Excerpted text:
★ ★ ★ ★ ★

These high-quality lowering springs are often made with high-tensile cold-wound steel that offers extra durability thanks to the powder coatings. Moreover, lowering springs also come equipped with progressive springs with varying spring rates for better shock absorption.
However, not all lowering springs have progressive springs. Some models also come equipped with linear springs. With these, the spring rate remains constant and handles weight and shock accordingly.
Keep in mind that while progressive springs offer a smoother ride experience, they also make the suspension a bit stiffer.
What Do Lowering Springs Do?
Coming to the real deal, lowering springs are designed to lower the stance of the vehicle. They are an aftermarket update that can be installed on any car or truck.
You can replace your stock OEM coil springs with lowering springs for a low profile both at the front and rear. As for the lowering range, typically, this is between 0.5 to 3.0 inches for most lowering springs.
You can also choose to install the lowering springs along with an aftermarket shock absorber or the usual OEM shocks. However, aftermarket absorbers are recommended as they enhance the overall ride experience.
One thing to note is that lowering springs offer you a non-adjustable ride height. This means that once you install lowering springs on your ride, it will be set at the stance permanently. You will not be able to adjust the height by raising or lowering it. However, you could adjust the shock dampening.
You will also benefit from the enhanced stability lowering springs offer. Since the vehicle is brought down, the center of gravity is also lowered. As a result, the vehicle suspension becomes responsive, reducing the overall body roll.

★ ★ ★ ★ ★

Records shown:
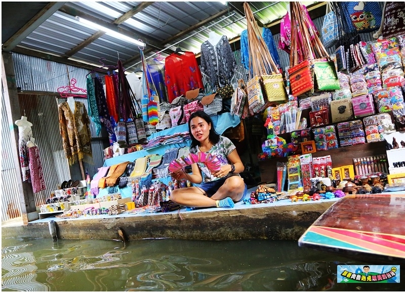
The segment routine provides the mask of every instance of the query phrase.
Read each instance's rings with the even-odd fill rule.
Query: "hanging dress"
[[[92,157],[90,120],[85,104],[81,102],[74,103],[73,113],[67,102],[58,106],[63,151],[70,166],[78,160],[91,162]]]
[[[212,89],[216,88],[218,81],[222,85],[230,83],[236,66],[226,35],[222,35],[215,46],[209,41],[201,44],[201,71],[210,78]]]
[[[39,158],[39,150],[36,145],[28,148],[28,150],[29,154],[29,170],[32,190],[34,193],[36,193],[46,189],[42,164]]]
[[[29,157],[27,142],[32,137],[32,130],[28,126],[26,127],[18,126],[18,153],[20,156],[20,165],[22,173],[22,180],[29,182],[31,176],[29,173]]]

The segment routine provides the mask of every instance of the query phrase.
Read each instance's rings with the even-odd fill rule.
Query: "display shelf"
[[[309,110],[309,111],[307,111],[306,112],[304,112],[304,111],[305,111],[306,110]],[[301,118],[306,118],[307,119],[307,121],[308,122],[308,123],[309,122],[309,112],[310,112],[310,110],[311,110],[311,109],[304,109],[302,111],[303,114],[304,113],[307,113],[308,116],[303,116],[303,114],[301,114]],[[393,123],[393,122],[395,121],[395,118],[394,117],[394,114],[392,113],[392,111],[390,111],[389,112],[386,112],[386,113],[387,113],[387,114],[389,114],[390,115],[390,116],[391,116],[391,120],[392,122]],[[330,123],[329,124],[326,124],[325,125],[321,125],[320,126],[315,126],[314,127],[311,127],[311,125],[310,124],[308,124],[308,126],[307,127],[307,128],[311,128],[311,129],[315,129],[315,128],[319,128],[320,127],[326,127],[327,126],[329,126],[330,125],[336,125],[338,123],[341,123],[342,122],[350,122],[351,121],[355,121],[356,120],[361,120],[361,122],[363,122],[363,119],[364,119],[364,118],[367,118],[368,117],[370,117],[370,116],[374,116],[375,115],[377,115],[378,114],[382,114],[382,113],[376,113],[375,114],[373,114],[373,115],[368,115],[367,116],[358,117],[357,118],[353,118],[352,119],[349,119],[349,120],[347,120],[347,121],[341,121],[340,122],[335,122],[334,123]],[[332,120],[331,121],[332,121]],[[363,124],[363,128],[364,128],[364,124]],[[294,131],[297,131],[300,130],[300,129],[296,129],[295,130],[293,130],[293,131],[291,131],[290,132],[285,132],[284,133],[281,133],[280,134],[278,134],[278,136],[279,136],[280,137],[282,137],[282,138],[284,138],[285,139],[286,139],[286,141],[291,142],[291,132],[293,132]],[[313,133],[312,133],[312,131],[311,131],[311,139],[313,140]]]
[[[353,158],[385,155],[386,153],[385,142],[377,141],[321,151],[313,153],[311,155],[312,158],[330,155],[332,159],[332,168],[337,168],[346,165],[353,165]],[[277,162],[286,162],[288,160],[288,157],[285,157],[259,161],[259,170],[261,181],[269,183],[277,182],[277,172],[275,171],[277,170]]]
[[[214,127],[215,130],[219,134],[222,135],[224,132],[230,127],[234,127],[240,123],[240,119],[237,115],[232,115],[230,113],[223,113],[219,115],[211,117]],[[165,129],[158,132],[153,133],[150,136],[148,137],[148,139],[155,138],[159,136],[172,135],[176,133],[184,132],[188,131],[188,125],[187,124],[182,124],[178,126],[175,126],[169,129]],[[165,154],[165,152],[170,149],[173,148],[183,148],[184,146],[189,146],[191,143],[191,139],[187,141],[183,141],[178,143],[171,143],[169,144],[160,144],[158,146],[149,149],[148,150],[142,150],[137,151],[129,154],[126,154],[122,156],[118,156],[110,159],[107,159],[104,161],[103,166],[107,167],[112,166],[115,164],[119,164],[124,162],[133,162],[138,158],[145,157],[148,155],[161,155]]]
[[[39,215],[39,219],[40,219],[63,213],[63,211],[64,211],[63,210],[57,210],[56,211],[47,211],[45,212],[39,212],[38,213]]]

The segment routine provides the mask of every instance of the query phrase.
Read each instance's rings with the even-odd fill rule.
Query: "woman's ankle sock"
[[[217,204],[217,207],[233,207],[235,204],[230,197],[227,197],[221,200],[216,200],[215,203]]]

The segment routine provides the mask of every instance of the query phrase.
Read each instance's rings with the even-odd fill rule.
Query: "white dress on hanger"
[[[27,142],[32,137],[32,123],[27,120],[27,117],[22,116],[21,119],[15,122],[18,126],[18,153],[20,156],[20,165],[22,173],[22,180],[29,181],[31,176],[29,172],[29,157],[27,148]]]

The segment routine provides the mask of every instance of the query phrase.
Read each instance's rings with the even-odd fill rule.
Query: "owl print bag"
[[[343,14],[350,31],[371,32],[380,28],[382,11],[377,2],[341,2]]]

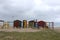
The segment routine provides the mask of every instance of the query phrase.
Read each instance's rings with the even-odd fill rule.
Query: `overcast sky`
[[[60,0],[0,0],[0,19],[60,22]]]

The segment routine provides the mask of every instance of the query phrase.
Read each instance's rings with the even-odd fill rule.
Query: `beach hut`
[[[9,28],[9,22],[4,22],[4,23],[3,23],[3,28],[4,28],[4,29]]]
[[[23,20],[23,28],[27,28],[27,20]]]
[[[35,22],[34,20],[29,21],[29,27],[37,27],[37,22]]]
[[[20,20],[15,20],[14,21],[14,27],[21,28],[21,26],[22,26],[22,21],[20,21]]]
[[[38,27],[46,27],[46,22],[45,21],[38,21]]]

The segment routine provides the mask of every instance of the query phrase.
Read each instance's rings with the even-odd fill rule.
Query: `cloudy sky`
[[[0,19],[60,22],[60,0],[0,0]]]

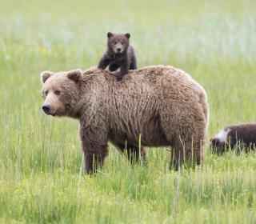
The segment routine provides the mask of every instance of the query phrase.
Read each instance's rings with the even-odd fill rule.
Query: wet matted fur
[[[80,121],[86,172],[94,161],[96,169],[104,163],[109,141],[122,154],[126,142],[128,156],[138,158],[140,134],[142,158],[145,146],[170,146],[170,166],[192,156],[199,164],[209,120],[204,89],[171,66],[130,70],[120,82],[118,74],[97,67],[41,74],[46,114]]]
[[[254,149],[256,144],[256,123],[230,125],[225,126],[214,138],[210,139],[214,152],[223,153],[230,146]]]

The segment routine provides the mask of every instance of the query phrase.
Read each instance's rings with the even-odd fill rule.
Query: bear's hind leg
[[[188,138],[186,141],[184,139],[182,141],[181,138],[177,137],[174,139],[172,146],[172,161],[176,170],[182,164],[194,166],[194,165],[200,165],[203,161],[205,143],[200,139]]]

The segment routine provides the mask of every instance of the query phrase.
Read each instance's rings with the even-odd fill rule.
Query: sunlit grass
[[[254,223],[256,155],[209,149],[170,170],[166,149],[130,166],[110,146],[83,173],[78,123],[42,111],[39,74],[96,66],[108,31],[131,34],[138,67],[171,65],[206,90],[208,138],[256,118],[255,1],[6,1],[0,4],[1,223]]]

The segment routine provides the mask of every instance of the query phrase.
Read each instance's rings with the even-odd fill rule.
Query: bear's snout
[[[42,110],[45,112],[46,114],[50,114],[50,106],[49,104],[44,104],[42,106]]]

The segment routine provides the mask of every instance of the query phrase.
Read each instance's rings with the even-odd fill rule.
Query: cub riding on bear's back
[[[118,82],[122,79],[129,70],[137,70],[134,50],[129,42],[130,36],[130,34],[108,32],[106,50],[98,66],[98,68],[103,70],[109,66],[110,71],[115,71],[120,67]]]

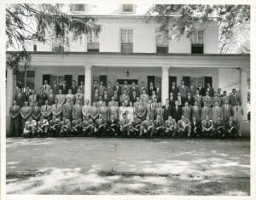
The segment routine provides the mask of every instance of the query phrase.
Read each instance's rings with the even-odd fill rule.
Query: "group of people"
[[[44,80],[38,93],[17,89],[9,109],[14,136],[96,137],[241,137],[243,111],[236,89],[221,94],[207,83],[191,81],[170,87],[161,104],[160,83],[108,86],[94,81],[91,101],[84,100],[84,86],[73,81],[53,85]]]

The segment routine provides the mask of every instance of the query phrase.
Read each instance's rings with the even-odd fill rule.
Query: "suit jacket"
[[[191,114],[192,114],[191,118],[194,116],[195,116],[196,119],[200,120],[201,119],[201,117],[200,117],[200,116],[201,116],[201,108],[200,106],[197,106],[197,107],[195,107],[195,106],[191,106]]]
[[[238,100],[239,104],[241,105],[241,98],[239,94],[236,94],[235,95],[231,94],[230,95],[230,105],[234,106],[236,105],[236,101]]]
[[[58,84],[52,86],[53,94],[59,94],[60,86]]]
[[[188,106],[187,108],[186,108],[186,106],[183,106],[182,108],[182,112],[183,112],[183,115],[184,115],[186,118],[190,120],[190,118],[191,118],[191,107],[190,106]]]
[[[154,121],[154,127],[162,127],[164,125],[165,125],[164,120],[161,118],[159,121],[157,119]]]
[[[241,122],[243,116],[243,110],[241,106],[233,106],[233,116],[234,116],[234,121]]]
[[[213,123],[217,122],[217,117],[220,116],[220,119],[223,120],[223,111],[222,107],[212,107],[212,120]]]
[[[202,95],[201,95],[201,94],[199,94],[198,96],[196,94],[194,95],[194,103],[195,100],[197,100],[197,102],[198,102],[198,106],[201,107],[202,106]]]
[[[154,86],[152,86],[152,89],[151,89],[151,87],[148,86],[148,96],[151,96],[151,95],[152,95],[153,90],[155,91],[155,88],[154,88]]]
[[[72,94],[75,94],[77,93],[77,91],[78,91],[78,86],[77,85],[72,85],[70,87],[70,89],[72,89]]]
[[[189,88],[186,85],[184,85],[184,87],[179,86],[178,90],[181,93],[181,96],[185,98],[188,95],[188,92],[189,91]]]
[[[47,100],[48,100],[49,105],[51,106],[51,105],[55,104],[55,94],[51,94],[51,97],[50,97],[50,94],[47,94]],[[58,101],[58,102],[59,102],[59,101]]]
[[[72,110],[72,116],[73,118],[79,118],[79,119],[82,119],[83,115],[82,115],[82,106],[79,106],[78,104],[74,105],[73,106],[73,110]]]
[[[72,118],[72,108],[73,106],[69,103],[66,103],[63,105],[62,115],[65,116],[67,119]]]
[[[205,120],[206,117],[208,116],[209,119],[212,118],[212,111],[211,108],[207,106],[207,107],[202,107],[201,109],[201,120]]]
[[[194,97],[190,96],[190,98],[189,97],[184,98],[183,105],[185,104],[185,102],[188,102],[189,106],[194,106],[194,102],[195,102]]]
[[[233,115],[233,106],[231,105],[228,105],[228,107],[225,105],[222,106],[223,110],[223,120],[224,122],[229,120],[229,117]]]
[[[18,94],[16,94],[15,96],[15,100],[16,100],[17,105],[20,107],[22,107],[24,106],[25,97],[21,93],[20,95]]]
[[[173,93],[173,96],[175,97],[175,98],[177,98],[177,93],[179,92],[179,89],[178,89],[178,88],[177,87],[177,86],[175,86],[175,87],[172,87],[172,85],[170,87],[170,93]]]
[[[134,88],[133,88],[133,86],[130,87],[130,91],[129,91],[130,96],[132,95],[133,91],[136,92],[136,95],[139,95],[140,90],[139,90],[138,87],[137,87],[137,86],[135,86]]]
[[[65,87],[63,85],[61,85],[60,89],[62,90],[62,94],[67,94],[68,93],[69,86],[67,84],[65,85]]]
[[[205,88],[197,88],[196,89],[199,90],[199,94],[200,95],[202,95],[202,96],[205,96],[206,95],[206,89]]]
[[[172,107],[172,117],[177,122],[181,119],[182,116],[182,108],[181,106],[177,106],[177,109],[176,109],[176,106]]]
[[[38,94],[31,94],[29,97],[28,97],[28,102],[29,102],[29,105],[31,106],[34,106],[34,103],[37,102],[38,100]]]
[[[119,96],[120,96],[122,94],[122,87],[120,85],[119,85],[119,87],[117,88],[117,86],[113,86],[113,90],[117,90],[117,94]]]
[[[207,88],[206,92],[209,93],[209,96],[213,97],[214,94],[214,89],[212,88]]]

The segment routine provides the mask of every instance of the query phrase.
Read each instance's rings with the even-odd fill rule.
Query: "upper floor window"
[[[168,54],[169,42],[168,42],[168,31],[157,32],[156,34],[156,53]]]
[[[133,4],[123,4],[122,5],[122,13],[134,13]]]
[[[85,12],[85,4],[74,4],[74,12]]]
[[[121,29],[121,52],[132,53],[133,52],[133,30]]]
[[[99,37],[96,34],[90,34],[87,37],[87,51],[99,52]]]
[[[204,53],[204,31],[193,31],[191,37],[191,54]]]

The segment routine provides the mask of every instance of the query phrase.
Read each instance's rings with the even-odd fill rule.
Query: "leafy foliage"
[[[61,11],[63,4],[9,4],[6,7],[6,46],[17,53],[9,55],[7,65],[18,70],[18,64],[29,65],[31,56],[26,42],[45,43],[55,38],[69,45],[70,35],[73,39],[83,35],[96,34],[101,31],[91,17],[68,15]],[[72,7],[72,6],[71,6]]]
[[[148,21],[160,23],[160,31],[168,30],[171,39],[190,38],[196,24],[217,23],[220,53],[250,52],[249,5],[155,4],[146,16]]]

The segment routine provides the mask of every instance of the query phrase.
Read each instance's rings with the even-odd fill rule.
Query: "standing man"
[[[181,93],[181,96],[183,98],[186,98],[187,97],[187,94],[189,91],[189,87],[185,85],[185,83],[183,80],[181,80],[181,85],[178,87],[178,90]]]
[[[20,136],[19,133],[19,123],[20,123],[20,107],[17,105],[17,101],[13,101],[13,106],[9,108],[9,117],[10,117],[10,133],[12,136]]]
[[[76,83],[77,83],[76,81],[73,80],[72,86],[71,86],[73,94],[75,94],[78,91],[78,86],[76,85]]]
[[[65,79],[63,80],[63,83],[62,83],[62,85],[61,85],[60,89],[62,90],[63,94],[67,94],[68,93],[69,88],[67,85],[67,82]],[[59,92],[60,92],[60,90],[59,90]]]
[[[45,100],[45,105],[41,106],[41,115],[48,121],[51,118],[51,106],[49,105],[48,100]]]
[[[243,110],[239,104],[239,101],[236,101],[235,106],[233,106],[233,113],[234,113],[234,121],[238,125],[238,136],[241,137],[241,121],[243,116]]]
[[[55,102],[51,106],[51,113],[55,116],[56,118],[61,120],[62,105],[58,103],[58,99],[55,99]]]
[[[31,116],[32,107],[28,106],[28,102],[25,101],[24,106],[20,109],[20,116],[22,119],[22,129],[25,127],[25,123],[28,120]]]
[[[50,89],[50,85],[48,84],[47,80],[44,81],[44,85],[42,87],[44,88],[44,93],[48,94]]]

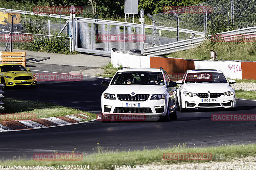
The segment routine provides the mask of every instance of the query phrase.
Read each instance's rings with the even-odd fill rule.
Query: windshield
[[[115,76],[111,85],[164,85],[162,73],[152,72],[119,72]]]
[[[20,65],[6,65],[1,66],[1,71],[6,72],[12,71],[27,71],[25,67]]]
[[[188,74],[185,83],[226,83],[224,75],[220,73],[195,73]]]

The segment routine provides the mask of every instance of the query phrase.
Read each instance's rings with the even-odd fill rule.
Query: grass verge
[[[104,69],[104,74],[97,74],[96,75],[98,76],[102,76],[105,77],[112,78],[114,76],[115,74],[118,70],[121,69],[123,67],[122,64],[119,64],[117,68],[113,67],[113,65],[109,62],[108,64],[104,67],[102,68]]]
[[[97,117],[95,114],[49,103],[7,98],[5,98],[3,102],[5,108],[0,110],[0,114],[4,114],[5,116],[9,114],[34,114],[36,118],[40,119],[83,113],[92,116],[86,121],[95,119]]]
[[[255,60],[256,42],[212,43],[209,40],[193,48],[176,52],[167,56],[199,60],[210,60],[210,51],[217,53],[219,60]]]
[[[255,92],[243,90],[235,91],[236,92],[236,98],[256,100],[256,92]]]
[[[178,163],[200,163],[210,162],[209,161],[163,160],[164,153],[211,153],[212,155],[213,161],[227,161],[235,157],[243,158],[248,156],[256,156],[256,144],[241,144],[222,145],[219,147],[189,148],[185,144],[179,144],[163,149],[156,148],[152,150],[144,149],[142,151],[111,151],[104,149],[100,146],[95,147],[95,153],[87,155],[84,153],[83,160],[76,161],[36,161],[28,160],[19,157],[19,159],[2,162],[3,165],[12,166],[41,166],[48,165],[89,165],[90,169],[110,169],[111,165],[145,165],[154,162],[170,164]],[[94,148],[93,148],[94,149]]]

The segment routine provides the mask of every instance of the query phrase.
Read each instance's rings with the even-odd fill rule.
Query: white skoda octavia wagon
[[[177,118],[177,84],[171,81],[162,67],[123,67],[111,81],[101,84],[108,87],[101,95],[103,122],[111,122],[120,115],[127,120],[142,115],[160,117],[165,121]]]

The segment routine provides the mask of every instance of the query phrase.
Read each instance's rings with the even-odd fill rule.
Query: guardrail
[[[0,52],[0,63],[17,63],[26,65],[26,52]]]
[[[256,26],[230,31],[216,34],[225,34],[226,35],[225,38],[228,39],[229,38],[233,37],[235,35],[253,34],[251,33],[256,33]],[[230,36],[228,36],[229,35],[230,35]],[[209,37],[211,36],[212,35],[209,35],[207,36]],[[144,54],[147,55],[160,55],[194,48],[200,45],[204,41],[206,37],[203,36],[193,39],[185,40],[166,44],[144,48]]]
[[[2,100],[4,98],[4,96],[3,95],[4,92],[2,90],[2,89],[4,87],[4,85],[0,84],[0,109],[2,108],[3,105],[4,104],[4,103],[2,101]]]
[[[0,10],[5,10],[6,11],[11,11],[11,9],[8,9],[6,8],[0,8]],[[21,14],[27,14],[28,15],[37,15],[40,16],[42,16],[43,15],[42,14],[36,14],[34,13],[34,12],[31,12],[31,11],[25,11],[13,10],[13,9],[12,10],[12,11],[15,12],[20,12]],[[50,14],[50,17],[52,18],[60,18],[60,15],[58,15],[56,14]],[[61,15],[61,16],[62,19],[70,19],[70,17],[69,16]],[[80,19],[81,20],[83,20],[95,21],[94,18],[85,18],[83,17],[80,18],[77,17],[75,17],[75,18],[76,19]],[[127,24],[127,22],[125,22],[121,21],[115,21],[105,20],[104,19],[98,19],[98,21],[102,21],[105,22],[108,22],[110,23],[115,23],[116,24],[116,23],[121,23],[121,24]],[[131,24],[132,25],[140,26],[140,24],[137,24],[135,23],[129,23],[129,24]],[[151,25],[145,25],[145,28],[152,29],[152,26]],[[177,29],[176,28],[172,27],[167,27],[166,26],[156,26],[156,28],[157,29],[159,30],[169,31],[174,31],[175,32],[177,30]],[[183,28],[179,28],[179,32],[180,32],[181,33],[184,33],[188,34],[191,34],[192,33],[194,33],[196,35],[200,35],[201,36],[203,36],[204,35],[204,33],[203,33],[202,32],[199,32],[199,31],[193,31],[192,30],[184,29]]]

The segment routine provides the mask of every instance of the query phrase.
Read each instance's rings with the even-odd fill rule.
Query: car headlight
[[[165,95],[164,94],[153,94],[151,97],[150,100],[159,100],[163,99],[165,98]]]
[[[183,92],[183,94],[184,95],[187,96],[190,96],[192,97],[196,95],[196,94],[195,93],[191,93],[190,92]]]
[[[104,98],[108,99],[116,99],[116,96],[113,94],[104,93]]]
[[[224,95],[224,96],[232,96],[234,94],[234,93],[235,93],[234,92],[234,91],[229,91],[229,92],[227,92],[222,93],[221,93],[221,94],[222,95]]]

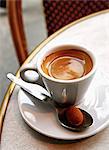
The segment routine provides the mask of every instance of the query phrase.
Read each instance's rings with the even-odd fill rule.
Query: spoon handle
[[[48,101],[51,97],[48,91],[38,84],[27,83],[22,79],[18,79],[12,73],[8,73],[7,78],[41,101]]]

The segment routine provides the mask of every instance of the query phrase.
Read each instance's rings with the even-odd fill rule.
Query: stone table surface
[[[73,26],[69,26],[65,31],[58,34],[56,38],[54,35],[52,37],[51,41],[48,40],[49,43],[46,48],[53,47],[59,43],[63,44],[70,37],[69,43],[85,45],[92,49],[95,48],[98,50],[99,55],[102,56],[104,49],[107,51],[109,49],[109,11],[92,18],[87,18],[83,22],[78,22],[78,24],[73,24]],[[31,63],[36,63],[36,57],[32,59]],[[109,149],[109,127],[92,137],[78,141],[52,139],[34,131],[22,119],[18,108],[18,91],[19,88],[16,86],[6,112],[1,137],[2,150]]]

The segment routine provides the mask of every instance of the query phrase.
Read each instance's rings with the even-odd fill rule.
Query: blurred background
[[[30,53],[47,37],[42,0],[23,0],[23,17]],[[15,74],[18,68],[19,63],[10,33],[7,10],[2,3],[0,6],[0,104],[10,84],[6,74],[8,72]]]
[[[23,9],[27,47],[25,38],[22,38],[20,4]],[[8,72],[15,74],[19,68],[16,51],[23,53],[26,58],[25,50],[30,53],[34,47],[58,29],[81,17],[105,9],[109,9],[109,0],[0,0],[0,104],[10,83],[6,74]],[[20,55],[19,58],[22,59],[22,56]]]

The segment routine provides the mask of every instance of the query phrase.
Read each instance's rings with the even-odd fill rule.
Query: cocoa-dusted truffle
[[[71,126],[80,126],[84,119],[81,110],[74,106],[71,106],[66,110],[66,118]]]

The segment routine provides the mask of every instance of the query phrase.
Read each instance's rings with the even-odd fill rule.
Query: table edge
[[[66,25],[65,27],[61,28],[60,30],[56,31],[54,34],[52,34],[47,39],[42,41],[38,46],[36,46],[32,50],[32,52],[30,53],[29,57],[24,61],[22,66],[24,66],[27,63],[29,63],[32,60],[32,58],[34,58],[34,56],[38,53],[38,51],[41,48],[43,48],[49,41],[51,41],[53,38],[55,38],[61,32],[65,31],[66,29],[70,28],[71,26],[74,26],[75,24],[78,24],[78,23],[80,23],[82,21],[85,21],[85,20],[87,20],[89,18],[95,17],[95,16],[100,15],[100,14],[105,14],[105,13],[109,13],[109,9],[102,10],[102,11],[93,13],[91,15],[85,16],[83,18],[80,18],[80,19],[78,19],[78,20],[76,20],[74,22],[71,22],[70,24]],[[20,76],[19,75],[20,68],[18,69],[18,71],[16,73],[16,77]],[[9,104],[9,100],[10,100],[10,97],[12,95],[12,92],[13,92],[14,88],[15,88],[15,84],[13,82],[11,82],[11,84],[9,85],[9,87],[7,89],[7,92],[6,92],[5,96],[4,96],[4,99],[2,101],[1,107],[0,107],[0,140],[1,140],[1,135],[2,135],[2,129],[3,129],[4,119],[5,119],[5,114],[6,114],[7,107],[8,107],[8,104]]]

★ ★ ★ ★ ★

Work instructions:
**A.** According to the lowering springs text, what is the typical lowering range for most lowering springs?
**B.** Revise the lowering springs text: give everything from "Keep in mind" down to "Lowering Springs Do?" again, with "smoother" replaced by "more comfortable".
**C.** Name every kind of spring mentioned in the lowering springs text.
Work only from the text on lowering springs.

Responses to the exercise:
**A.** Between 0.5 and 3.0 inches.

**B.**
Keep in mind that while progressive springs offer a more comfortable ride experience, they also make the suspension a bit stiffer.
What Do Lowering Springs Do?

**C.** Lowering springs, progressive springs, linear springs, and stock OEM coil springs.